**Aim of the exercise:**
Reproduce every item below word for word, leaving out the pictures.

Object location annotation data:

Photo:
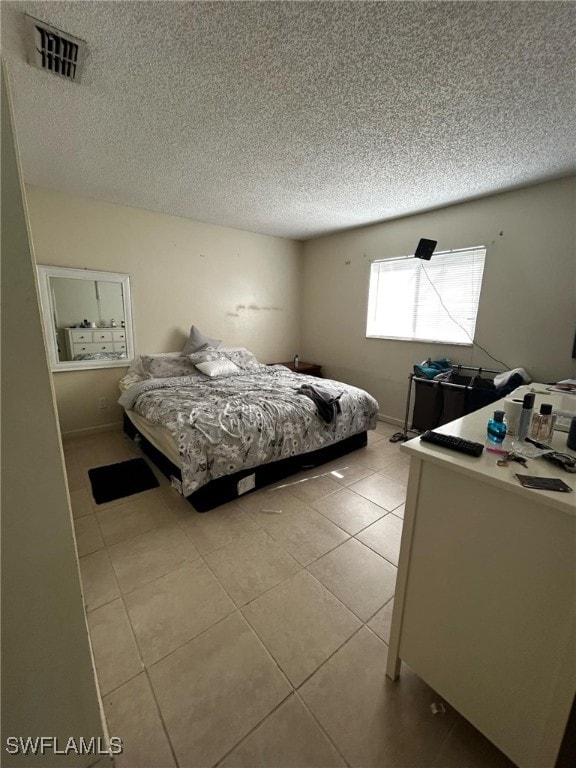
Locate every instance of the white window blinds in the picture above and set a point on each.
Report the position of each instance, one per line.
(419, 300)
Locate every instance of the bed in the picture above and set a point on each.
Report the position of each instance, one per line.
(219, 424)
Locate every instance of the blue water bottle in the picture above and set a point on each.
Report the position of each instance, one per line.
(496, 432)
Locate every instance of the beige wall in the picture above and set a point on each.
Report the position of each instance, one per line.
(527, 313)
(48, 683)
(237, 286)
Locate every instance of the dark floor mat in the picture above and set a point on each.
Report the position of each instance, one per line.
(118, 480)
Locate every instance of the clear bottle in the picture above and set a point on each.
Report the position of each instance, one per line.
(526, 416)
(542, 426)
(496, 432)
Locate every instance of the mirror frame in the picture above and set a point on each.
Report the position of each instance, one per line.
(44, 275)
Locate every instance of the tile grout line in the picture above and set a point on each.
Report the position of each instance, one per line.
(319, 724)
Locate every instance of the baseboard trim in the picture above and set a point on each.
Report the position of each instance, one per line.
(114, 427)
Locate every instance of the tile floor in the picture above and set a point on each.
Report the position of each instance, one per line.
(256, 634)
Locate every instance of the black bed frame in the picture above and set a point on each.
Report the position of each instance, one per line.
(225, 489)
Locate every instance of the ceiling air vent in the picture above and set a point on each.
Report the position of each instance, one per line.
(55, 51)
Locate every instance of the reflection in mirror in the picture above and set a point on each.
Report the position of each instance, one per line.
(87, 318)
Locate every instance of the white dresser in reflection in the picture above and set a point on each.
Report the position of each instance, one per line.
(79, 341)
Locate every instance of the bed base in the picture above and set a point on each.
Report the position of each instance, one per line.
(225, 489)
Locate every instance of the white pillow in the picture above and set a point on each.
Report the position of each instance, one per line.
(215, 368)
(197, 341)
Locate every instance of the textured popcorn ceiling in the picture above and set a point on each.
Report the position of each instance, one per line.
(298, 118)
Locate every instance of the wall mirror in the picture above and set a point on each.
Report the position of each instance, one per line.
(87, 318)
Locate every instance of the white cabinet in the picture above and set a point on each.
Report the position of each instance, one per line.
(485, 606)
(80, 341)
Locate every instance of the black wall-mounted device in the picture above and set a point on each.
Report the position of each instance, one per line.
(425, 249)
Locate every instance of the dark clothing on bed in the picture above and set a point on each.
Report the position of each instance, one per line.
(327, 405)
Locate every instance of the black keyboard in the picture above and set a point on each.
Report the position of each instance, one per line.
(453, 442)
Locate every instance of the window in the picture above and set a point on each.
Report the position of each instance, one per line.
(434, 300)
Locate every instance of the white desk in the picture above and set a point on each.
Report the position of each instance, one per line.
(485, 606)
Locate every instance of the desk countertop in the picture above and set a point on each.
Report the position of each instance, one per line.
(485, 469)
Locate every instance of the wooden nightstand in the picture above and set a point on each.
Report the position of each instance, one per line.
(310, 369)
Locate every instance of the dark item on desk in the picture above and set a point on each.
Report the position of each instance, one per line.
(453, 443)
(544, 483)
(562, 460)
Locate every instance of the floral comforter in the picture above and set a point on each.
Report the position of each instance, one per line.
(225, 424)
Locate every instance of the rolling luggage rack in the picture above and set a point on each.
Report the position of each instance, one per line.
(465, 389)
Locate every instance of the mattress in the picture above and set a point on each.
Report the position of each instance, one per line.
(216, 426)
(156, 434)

**Correct response:**
Photo:
Locate every instance of the white window blinds in the picture above and set a point on each.
Report the position of each instance, one per line.
(419, 300)
Locate every instance of the bed in the picture above and set a point on each.
Report the position of each instance, one per line.
(219, 424)
Locate every instance of the blue water bottle in the picture above and set a point on each.
Report the position of each instance, one per line.
(496, 432)
Locate every instance of the beige wall in the picture above and set a point on each.
Report the position of each instance, one per line.
(527, 313)
(48, 683)
(237, 286)
Locate every instance of the dark floor mat in the picture above and set a point on each.
Report the position of each instance, one per line.
(118, 480)
Locate every instance of the clear bottle in the picture above and set a point on each.
Report the position of each instance, one per line.
(526, 416)
(542, 426)
(496, 432)
Locate every instance of the mirror frame in the picture above and set a point on each.
Report the position of each instance, one per line.
(44, 275)
Locate every instance of the tile grout line in the picture above and set a point on each.
Report the position of each instance, one per line.
(319, 724)
Locate every instance of the baseboard trim in the picture above and set a point on each.
Report the position of each instance, one per line.
(114, 427)
Locate every instance of the tile floor in the picture above and set a point on each.
Report the position of each instance, one per line.
(256, 634)
Locate every instance of the black bed frame in the picture above and set a point on each.
Report the position of each instance, one per line.
(225, 489)
Locate every instance of the ceiling air vent in the picture above and set a point on each.
Report the position of each instance, one per line.
(55, 51)
Locate every instance of the reflection in mirror in the picture above and set a point on each.
Report the position of each instance, one per line.
(87, 318)
Locate every instance of the white dresser in reflection in the picture above and set a point on each.
Report the position of each instance, one per line.
(79, 341)
Locate every instance of the bed base in the picture above and set a point on each.
Report the position of each instance, one per line.
(225, 489)
Locate every instance of the white pillow in the picture above and set a point on each.
Report the position of each instance, one per line.
(215, 368)
(197, 341)
Locate every instance of the textured popcorn ceiling in the picture above and set a point on each.
Report the position of each instance, one per line.
(298, 118)
Locate every instance of the wall mirror in the picture above and set a point on each.
Report the position of each instance, one per line.
(87, 318)
Locate every instance of the white cabinet in the picture above and set a point on each.
Report the position of each instance, one per line.
(485, 606)
(80, 341)
Locate every instance of the black wall-mounted device in the picture above and set a point on each.
Report the position of each instance, one per line.
(425, 249)
Locate every instance of the dark clothing on bed in the picture above and set a point on each.
Report the position of each instance, one per line.
(327, 405)
Locate every instance of the black keyboard in the picture above and set a point on each.
Report the position of each instance, one per line.
(453, 442)
Locate every instance of the window in the picture above and set a point on each.
Report the position of each instance, one per line.
(434, 300)
Locate every instance of the white desk in the picture above and set a point on each.
Report the position of each instance, one per line.
(485, 606)
Locate every instance of the desk countertop in the picture above and set a point on each.
Report the position of each instance, one per line.
(485, 469)
Locate every instance of the wooden nightstand in the picture above and set a point on each.
Report the position of each instance, one per line.
(310, 369)
Locate every instance of the dark item on desk in the picture above and set a point on each.
Report the position of each instance, one per line.
(453, 443)
(544, 483)
(562, 460)
Locate every instance of the floral comforter in the picture above and set a point on each.
Report the position of each instance, one per line.
(225, 424)
Locate every instance of the rolling luggage rack in the picture above and set a point on each.
Report the position of each instance, one per line.
(465, 389)
Locate every instance of the mattress in the picture above and set a point on each.
Report the position of each instance, one per line.
(216, 426)
(156, 434)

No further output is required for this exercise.